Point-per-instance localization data

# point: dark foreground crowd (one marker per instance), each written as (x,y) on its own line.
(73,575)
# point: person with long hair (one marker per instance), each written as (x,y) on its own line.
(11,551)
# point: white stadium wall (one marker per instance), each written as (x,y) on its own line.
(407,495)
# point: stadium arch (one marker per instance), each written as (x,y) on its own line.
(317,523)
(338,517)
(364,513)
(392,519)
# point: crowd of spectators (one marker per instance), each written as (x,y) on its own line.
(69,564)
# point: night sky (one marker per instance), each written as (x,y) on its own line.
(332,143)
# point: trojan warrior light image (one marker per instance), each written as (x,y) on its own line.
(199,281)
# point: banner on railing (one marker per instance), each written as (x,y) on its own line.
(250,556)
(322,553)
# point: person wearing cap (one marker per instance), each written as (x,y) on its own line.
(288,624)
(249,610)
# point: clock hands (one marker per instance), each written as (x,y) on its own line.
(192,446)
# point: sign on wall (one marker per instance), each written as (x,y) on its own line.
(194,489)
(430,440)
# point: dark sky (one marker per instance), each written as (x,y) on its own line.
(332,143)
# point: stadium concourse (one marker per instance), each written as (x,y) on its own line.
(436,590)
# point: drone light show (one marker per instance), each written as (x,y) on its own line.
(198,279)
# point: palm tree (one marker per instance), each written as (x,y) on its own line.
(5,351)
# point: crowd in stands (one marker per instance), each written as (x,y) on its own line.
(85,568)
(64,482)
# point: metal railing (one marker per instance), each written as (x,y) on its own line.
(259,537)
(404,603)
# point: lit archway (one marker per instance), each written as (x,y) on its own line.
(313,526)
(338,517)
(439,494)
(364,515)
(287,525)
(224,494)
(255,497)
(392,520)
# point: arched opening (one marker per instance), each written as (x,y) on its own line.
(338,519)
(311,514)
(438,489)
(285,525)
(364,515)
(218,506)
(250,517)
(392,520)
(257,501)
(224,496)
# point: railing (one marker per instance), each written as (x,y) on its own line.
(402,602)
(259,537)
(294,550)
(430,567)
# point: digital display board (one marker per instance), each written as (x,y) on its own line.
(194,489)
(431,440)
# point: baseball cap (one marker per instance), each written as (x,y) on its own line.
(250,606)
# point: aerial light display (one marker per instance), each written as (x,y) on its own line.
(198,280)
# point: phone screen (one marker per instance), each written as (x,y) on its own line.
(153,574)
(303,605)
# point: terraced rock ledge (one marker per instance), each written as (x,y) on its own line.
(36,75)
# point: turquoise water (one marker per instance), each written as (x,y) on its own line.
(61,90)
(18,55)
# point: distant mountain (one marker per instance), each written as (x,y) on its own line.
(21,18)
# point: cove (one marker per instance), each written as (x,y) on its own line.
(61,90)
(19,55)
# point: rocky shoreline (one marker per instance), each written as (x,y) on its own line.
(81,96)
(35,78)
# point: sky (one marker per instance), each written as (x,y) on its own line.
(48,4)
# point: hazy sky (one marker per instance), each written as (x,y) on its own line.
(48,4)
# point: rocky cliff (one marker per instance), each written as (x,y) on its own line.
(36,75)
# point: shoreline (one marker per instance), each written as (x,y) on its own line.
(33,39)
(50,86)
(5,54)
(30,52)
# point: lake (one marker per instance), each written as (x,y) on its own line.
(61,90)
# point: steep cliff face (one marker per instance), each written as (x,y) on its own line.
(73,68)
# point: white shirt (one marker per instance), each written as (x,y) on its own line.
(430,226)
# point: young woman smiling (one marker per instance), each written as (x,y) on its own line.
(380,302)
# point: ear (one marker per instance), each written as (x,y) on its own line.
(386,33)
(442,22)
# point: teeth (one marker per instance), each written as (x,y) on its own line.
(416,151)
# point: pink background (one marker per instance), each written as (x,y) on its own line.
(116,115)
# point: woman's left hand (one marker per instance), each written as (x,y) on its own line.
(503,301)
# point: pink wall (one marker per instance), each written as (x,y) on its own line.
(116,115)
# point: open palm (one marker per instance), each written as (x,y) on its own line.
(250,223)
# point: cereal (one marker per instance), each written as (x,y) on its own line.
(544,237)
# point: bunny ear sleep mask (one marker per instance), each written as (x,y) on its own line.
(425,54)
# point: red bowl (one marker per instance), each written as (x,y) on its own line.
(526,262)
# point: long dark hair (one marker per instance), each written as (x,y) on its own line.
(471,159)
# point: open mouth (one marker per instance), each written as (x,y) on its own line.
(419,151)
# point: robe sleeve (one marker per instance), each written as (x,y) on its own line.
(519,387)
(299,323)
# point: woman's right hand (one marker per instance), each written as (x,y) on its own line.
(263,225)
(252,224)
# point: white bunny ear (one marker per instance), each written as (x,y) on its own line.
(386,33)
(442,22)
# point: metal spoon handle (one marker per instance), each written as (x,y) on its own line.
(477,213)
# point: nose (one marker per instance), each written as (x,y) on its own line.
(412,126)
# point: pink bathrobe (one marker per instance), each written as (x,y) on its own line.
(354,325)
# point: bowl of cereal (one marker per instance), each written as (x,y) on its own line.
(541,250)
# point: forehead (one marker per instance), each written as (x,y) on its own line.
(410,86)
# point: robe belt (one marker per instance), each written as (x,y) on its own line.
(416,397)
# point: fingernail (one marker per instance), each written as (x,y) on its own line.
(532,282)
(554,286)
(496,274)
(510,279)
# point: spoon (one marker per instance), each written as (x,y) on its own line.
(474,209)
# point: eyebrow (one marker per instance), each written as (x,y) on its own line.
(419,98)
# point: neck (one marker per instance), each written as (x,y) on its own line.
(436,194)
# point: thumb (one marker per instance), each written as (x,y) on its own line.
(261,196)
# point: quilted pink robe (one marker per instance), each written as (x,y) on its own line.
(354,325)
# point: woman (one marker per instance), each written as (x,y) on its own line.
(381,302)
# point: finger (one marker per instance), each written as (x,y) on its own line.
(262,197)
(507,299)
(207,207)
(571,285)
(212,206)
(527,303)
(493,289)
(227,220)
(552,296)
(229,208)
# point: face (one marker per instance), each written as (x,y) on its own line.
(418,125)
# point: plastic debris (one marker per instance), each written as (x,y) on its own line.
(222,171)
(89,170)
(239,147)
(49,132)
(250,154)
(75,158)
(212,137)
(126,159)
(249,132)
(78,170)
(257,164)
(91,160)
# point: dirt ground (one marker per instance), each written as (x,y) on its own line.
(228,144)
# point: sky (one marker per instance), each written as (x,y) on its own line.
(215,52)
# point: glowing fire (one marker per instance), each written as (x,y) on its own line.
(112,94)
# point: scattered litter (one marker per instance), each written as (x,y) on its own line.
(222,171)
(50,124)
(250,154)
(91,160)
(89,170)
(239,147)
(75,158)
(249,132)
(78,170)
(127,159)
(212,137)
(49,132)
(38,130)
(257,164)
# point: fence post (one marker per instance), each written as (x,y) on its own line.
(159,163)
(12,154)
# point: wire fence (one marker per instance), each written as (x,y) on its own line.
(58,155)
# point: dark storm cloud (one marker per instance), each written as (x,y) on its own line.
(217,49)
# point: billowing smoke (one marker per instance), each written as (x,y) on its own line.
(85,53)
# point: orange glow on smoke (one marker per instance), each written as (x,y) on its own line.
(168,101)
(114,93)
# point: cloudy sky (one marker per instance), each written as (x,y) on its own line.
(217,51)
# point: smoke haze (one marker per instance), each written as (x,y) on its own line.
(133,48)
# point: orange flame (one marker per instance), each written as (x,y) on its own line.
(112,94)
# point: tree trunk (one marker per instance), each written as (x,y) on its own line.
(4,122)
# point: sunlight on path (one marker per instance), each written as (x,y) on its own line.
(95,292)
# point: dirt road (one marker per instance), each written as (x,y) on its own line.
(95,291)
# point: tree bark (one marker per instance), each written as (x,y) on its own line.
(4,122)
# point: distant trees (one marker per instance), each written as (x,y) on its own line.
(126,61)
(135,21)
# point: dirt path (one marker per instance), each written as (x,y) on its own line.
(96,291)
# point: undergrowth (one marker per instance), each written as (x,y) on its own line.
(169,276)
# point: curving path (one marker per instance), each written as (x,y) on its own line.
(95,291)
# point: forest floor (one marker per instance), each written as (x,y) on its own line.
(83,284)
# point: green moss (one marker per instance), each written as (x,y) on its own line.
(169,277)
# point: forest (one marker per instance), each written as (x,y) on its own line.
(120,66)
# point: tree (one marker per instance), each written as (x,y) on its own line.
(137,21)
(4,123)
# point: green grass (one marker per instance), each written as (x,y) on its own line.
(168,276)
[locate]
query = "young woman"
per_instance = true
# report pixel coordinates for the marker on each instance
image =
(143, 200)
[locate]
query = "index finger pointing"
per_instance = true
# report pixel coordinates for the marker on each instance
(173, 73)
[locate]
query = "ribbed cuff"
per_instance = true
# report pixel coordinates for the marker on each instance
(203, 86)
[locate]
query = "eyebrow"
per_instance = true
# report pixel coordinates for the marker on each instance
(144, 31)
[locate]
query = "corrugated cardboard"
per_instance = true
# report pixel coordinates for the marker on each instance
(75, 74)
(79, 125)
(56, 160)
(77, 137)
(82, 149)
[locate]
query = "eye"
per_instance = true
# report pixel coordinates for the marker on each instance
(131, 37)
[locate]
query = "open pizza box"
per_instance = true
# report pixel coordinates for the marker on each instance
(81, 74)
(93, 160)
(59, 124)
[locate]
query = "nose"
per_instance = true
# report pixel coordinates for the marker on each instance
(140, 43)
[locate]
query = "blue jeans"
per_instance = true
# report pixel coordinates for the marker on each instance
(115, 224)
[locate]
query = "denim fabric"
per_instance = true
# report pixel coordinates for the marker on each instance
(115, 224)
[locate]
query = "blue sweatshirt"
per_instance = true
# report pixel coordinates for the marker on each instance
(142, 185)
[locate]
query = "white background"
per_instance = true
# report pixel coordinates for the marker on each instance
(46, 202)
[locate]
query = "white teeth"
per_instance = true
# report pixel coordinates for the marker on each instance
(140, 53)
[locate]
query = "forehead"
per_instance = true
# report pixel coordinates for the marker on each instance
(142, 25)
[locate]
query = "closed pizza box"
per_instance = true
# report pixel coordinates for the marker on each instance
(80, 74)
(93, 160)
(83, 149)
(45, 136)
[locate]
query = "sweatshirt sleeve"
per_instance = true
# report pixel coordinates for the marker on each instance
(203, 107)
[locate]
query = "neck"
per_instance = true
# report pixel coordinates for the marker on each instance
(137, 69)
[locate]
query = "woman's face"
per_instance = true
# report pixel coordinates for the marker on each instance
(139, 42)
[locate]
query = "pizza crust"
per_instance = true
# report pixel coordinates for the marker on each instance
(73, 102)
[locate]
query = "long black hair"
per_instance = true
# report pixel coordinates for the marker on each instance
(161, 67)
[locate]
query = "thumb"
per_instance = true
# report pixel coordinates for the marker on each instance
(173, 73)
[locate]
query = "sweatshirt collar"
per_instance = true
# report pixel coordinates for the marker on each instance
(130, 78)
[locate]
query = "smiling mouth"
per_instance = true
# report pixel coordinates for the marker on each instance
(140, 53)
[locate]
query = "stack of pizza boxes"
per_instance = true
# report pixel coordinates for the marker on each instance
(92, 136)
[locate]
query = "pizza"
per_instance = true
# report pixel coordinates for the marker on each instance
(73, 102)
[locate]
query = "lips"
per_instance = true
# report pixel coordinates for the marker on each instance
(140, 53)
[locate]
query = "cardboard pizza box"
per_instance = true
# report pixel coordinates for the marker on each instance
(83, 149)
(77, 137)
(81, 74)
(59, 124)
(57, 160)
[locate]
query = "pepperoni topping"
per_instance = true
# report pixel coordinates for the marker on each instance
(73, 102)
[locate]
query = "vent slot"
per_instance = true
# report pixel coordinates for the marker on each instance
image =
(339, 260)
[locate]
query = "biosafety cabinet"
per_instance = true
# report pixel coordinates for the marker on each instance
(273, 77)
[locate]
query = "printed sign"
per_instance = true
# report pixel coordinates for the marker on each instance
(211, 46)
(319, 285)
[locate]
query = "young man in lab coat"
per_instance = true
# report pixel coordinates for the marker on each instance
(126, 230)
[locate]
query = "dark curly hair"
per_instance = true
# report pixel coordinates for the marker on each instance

Activity
Which of the lines above hold the word "blue"? Copy each one.

Result below
query = "blue jeans"
query = "blue sweatshirt"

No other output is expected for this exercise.